▶ [SET PROBLEM]
In the news article below about Macedonia's referendum, what percentage of Macedonians said in last month's poll that they want to join NATO?

╭─ DOCUMENT EXCERPT

LONDON — Donald Trump has been president of NATO's most powerful nation for more than 20 months. During that time, he has insulted his fellow members, suggested he might walk away from protecting them, and even shoved a prime minister.
On Sunday, Macedonia will hold a referendum that could pave the way to it becoming the 30th member of this troubled club.
The country is part of the Western Balkans — a region "in the line of fire" between Russia and the West, as then-Secretary of State John Kerry described it in 2015.
The referendum is asking Macedonians whether they want to change the country's name, which for decades has been blocking its membership to international organizations.
Even if they're finally allowed to join NATO, Macedonians could be forgiven for asking what being in the military alliance actually means if the U.S. president is often its harshest critic.
But support for NATO among Macedonians remains high, with 77 percent saying they want to join the alliance, according to a poll last month.
"Even a NATO in decline is better than the alternative for Macedonia," said Petar Arsovski, a political analyst in the country who backs joining the alliance. "NATO seems to be the only way to move the country toward a more stable path."
Many Macedonians were alarmed in July when Trump suggested he would be reluctant to defend nearby Montenegro, even though it had just joined NATO.
Ivan Stojanovski, 36, heard this interview and wondered what it meant for his own nation. "To me it seems Trump would not defend anyone except himself," Stojanovski, an IT engineer from the capital, Skopje, told NBC News.
Like many Macedonians, Stojanovski puts aside his concerns about Trump and feels NATO membership would have wider benefits.

╰─
╭─ INFORMATION SHOWN

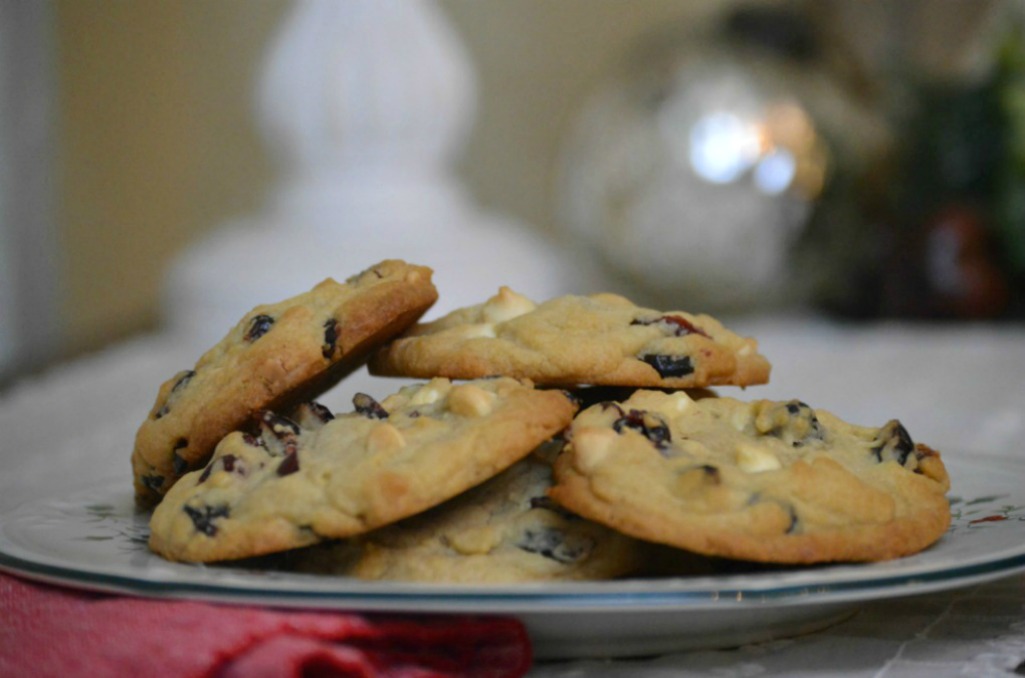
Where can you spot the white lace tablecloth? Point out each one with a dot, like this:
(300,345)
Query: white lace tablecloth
(958,388)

╰─

▶ [COMPLETED TASK]
77 percent